Prompt:
Rewrite the records below, changing every occurrence of "instance" to "object" and leaving all other text as it is.

Dataset content:

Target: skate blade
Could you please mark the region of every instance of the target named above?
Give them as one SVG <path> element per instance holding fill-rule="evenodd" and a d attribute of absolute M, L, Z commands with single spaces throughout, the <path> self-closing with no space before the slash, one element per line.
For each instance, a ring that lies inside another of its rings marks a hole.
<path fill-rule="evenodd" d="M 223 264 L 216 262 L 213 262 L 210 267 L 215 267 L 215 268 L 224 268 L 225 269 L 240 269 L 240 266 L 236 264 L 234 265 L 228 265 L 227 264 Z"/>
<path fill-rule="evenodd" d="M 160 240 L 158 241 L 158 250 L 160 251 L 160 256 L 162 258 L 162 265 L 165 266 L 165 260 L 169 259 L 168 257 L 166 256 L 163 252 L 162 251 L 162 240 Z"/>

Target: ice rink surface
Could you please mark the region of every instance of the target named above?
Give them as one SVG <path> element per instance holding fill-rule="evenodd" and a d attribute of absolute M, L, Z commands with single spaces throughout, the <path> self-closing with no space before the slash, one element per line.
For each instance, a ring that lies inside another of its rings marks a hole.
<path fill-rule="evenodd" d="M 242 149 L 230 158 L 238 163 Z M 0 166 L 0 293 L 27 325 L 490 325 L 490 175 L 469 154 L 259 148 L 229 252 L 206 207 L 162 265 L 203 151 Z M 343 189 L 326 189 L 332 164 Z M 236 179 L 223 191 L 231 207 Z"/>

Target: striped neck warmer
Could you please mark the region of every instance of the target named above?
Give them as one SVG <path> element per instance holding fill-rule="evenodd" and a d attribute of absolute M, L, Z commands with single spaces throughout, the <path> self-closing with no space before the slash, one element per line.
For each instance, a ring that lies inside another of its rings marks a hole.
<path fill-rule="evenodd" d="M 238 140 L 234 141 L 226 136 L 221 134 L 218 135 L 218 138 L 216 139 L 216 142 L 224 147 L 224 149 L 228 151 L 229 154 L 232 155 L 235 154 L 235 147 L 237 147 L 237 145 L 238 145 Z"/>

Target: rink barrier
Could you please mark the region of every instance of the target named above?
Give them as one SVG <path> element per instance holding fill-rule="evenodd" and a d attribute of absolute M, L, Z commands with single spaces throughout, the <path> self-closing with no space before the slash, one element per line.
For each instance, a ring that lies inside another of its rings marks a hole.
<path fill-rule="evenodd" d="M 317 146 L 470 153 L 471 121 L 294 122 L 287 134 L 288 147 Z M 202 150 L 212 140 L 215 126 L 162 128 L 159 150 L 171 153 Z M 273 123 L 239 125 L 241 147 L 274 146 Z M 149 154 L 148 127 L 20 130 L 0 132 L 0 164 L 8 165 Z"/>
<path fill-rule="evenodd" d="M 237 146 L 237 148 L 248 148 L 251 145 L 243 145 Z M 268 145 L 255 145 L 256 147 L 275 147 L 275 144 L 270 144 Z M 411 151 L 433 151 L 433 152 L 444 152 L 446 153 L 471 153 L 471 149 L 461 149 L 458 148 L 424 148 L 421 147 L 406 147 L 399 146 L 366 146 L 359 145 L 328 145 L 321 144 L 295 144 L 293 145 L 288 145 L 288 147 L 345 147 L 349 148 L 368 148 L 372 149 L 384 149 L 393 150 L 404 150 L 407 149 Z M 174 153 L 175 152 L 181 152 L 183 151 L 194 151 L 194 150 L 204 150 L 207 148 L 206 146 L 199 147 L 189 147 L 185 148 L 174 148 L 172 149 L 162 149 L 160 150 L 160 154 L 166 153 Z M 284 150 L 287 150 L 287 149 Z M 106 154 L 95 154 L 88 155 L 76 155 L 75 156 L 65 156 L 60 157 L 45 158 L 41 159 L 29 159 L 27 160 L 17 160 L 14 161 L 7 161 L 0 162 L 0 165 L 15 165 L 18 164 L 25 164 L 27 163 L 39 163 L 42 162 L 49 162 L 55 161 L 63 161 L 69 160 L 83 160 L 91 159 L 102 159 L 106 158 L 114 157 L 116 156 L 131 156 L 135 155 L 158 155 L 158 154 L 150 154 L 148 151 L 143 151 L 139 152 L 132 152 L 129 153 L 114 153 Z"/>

Answer in full:
Target: skate blade
Could you please mark the region of every object of the target named above?
Give them as one SVG <path> element per object holding fill-rule="evenodd" and a d attribute of absolute M, L, Z commands with single spaces throughout, the <path> self-closing with no space before the slash, one element per line.
For each object, a ring that lies inside another of its rings marks a hole.
<path fill-rule="evenodd" d="M 223 264 L 216 262 L 213 262 L 210 267 L 215 267 L 215 268 L 224 268 L 225 269 L 240 269 L 240 266 L 236 264 L 234 265 L 228 265 L 227 264 Z"/>
<path fill-rule="evenodd" d="M 160 240 L 158 241 L 158 250 L 160 251 L 160 256 L 162 258 L 162 265 L 165 266 L 165 260 L 169 259 L 168 257 L 166 256 L 163 252 L 162 251 L 162 240 Z"/>

Target: ice rink surface
Could you please mark the region of every object of the target named above?
Give them as one SVG <path> element per object holding fill-rule="evenodd" and a d attribute of absolute M, L, Z commands with single spaces throughout, the <path> self-closing with no space before the slash, one element per line.
For each object, a ring that lies inside another of its rings marks a hole.
<path fill-rule="evenodd" d="M 242 149 L 230 158 L 238 163 Z M 0 166 L 0 293 L 27 325 L 490 325 L 490 175 L 469 154 L 259 148 L 229 252 L 206 207 L 162 265 L 203 151 Z M 343 189 L 326 189 L 332 164 Z M 236 179 L 223 191 L 231 207 Z"/>

Target: striped neck warmer
Could you please mark the region of every object of the target named above?
Give them as one SVG <path> element per object holding fill-rule="evenodd" and a d attribute of absolute M, L, Z commands with single spaces throughout, the <path> self-closing with no space before the slash, one element per line.
For each object, a ring that lies inside another of its rings marks a hole.
<path fill-rule="evenodd" d="M 238 140 L 234 141 L 226 136 L 221 134 L 218 135 L 218 138 L 216 139 L 216 142 L 224 147 L 224 149 L 228 151 L 229 154 L 232 155 L 235 154 L 235 147 L 237 147 L 237 145 L 238 145 Z"/>

Target: rink barrier
Could you please mark the region of every object of the target named above?
Give them as one SVG <path> element per object holding fill-rule="evenodd" and a d attribute of absolute M, L, Z commands with single spaces throughout, the <path> self-closing with no space before the slash, one element per line.
For each object, a ring that lies inside another of its rings marks a hole.
<path fill-rule="evenodd" d="M 317 146 L 470 153 L 471 121 L 294 122 L 287 134 L 288 147 Z M 202 150 L 212 140 L 215 126 L 162 128 L 159 150 L 171 153 Z M 273 123 L 239 125 L 241 147 L 274 146 Z M 149 154 L 148 127 L 20 130 L 0 132 L 0 164 L 8 165 Z"/>
<path fill-rule="evenodd" d="M 237 146 L 237 148 L 248 148 L 251 145 L 243 145 Z M 268 145 L 255 145 L 256 147 L 275 147 L 275 144 L 270 144 Z M 411 151 L 433 151 L 433 152 L 444 152 L 446 153 L 471 153 L 471 149 L 461 149 L 458 148 L 424 148 L 421 147 L 406 147 L 399 146 L 366 146 L 359 145 L 328 145 L 321 144 L 295 144 L 293 145 L 288 145 L 288 147 L 345 147 L 349 148 L 368 148 L 372 149 L 384 149 L 393 150 L 404 150 L 407 149 Z M 174 153 L 175 152 L 181 152 L 183 151 L 194 151 L 194 150 L 204 150 L 207 148 L 206 146 L 199 147 L 189 147 L 185 148 L 174 148 L 172 149 L 162 149 L 160 150 L 160 154 L 166 153 Z M 284 150 L 287 150 L 287 149 Z M 106 154 L 95 154 L 88 155 L 76 155 L 75 156 L 65 156 L 60 157 L 45 158 L 41 159 L 29 159 L 27 160 L 17 160 L 14 161 L 7 161 L 0 162 L 0 165 L 15 165 L 18 164 L 25 164 L 27 163 L 39 163 L 42 162 L 49 162 L 55 161 L 63 161 L 69 160 L 83 160 L 91 159 L 102 159 L 106 158 L 114 157 L 116 156 L 131 156 L 135 155 L 158 155 L 158 154 L 150 154 L 148 151 L 143 151 L 139 152 L 132 152 L 129 153 L 114 153 Z"/>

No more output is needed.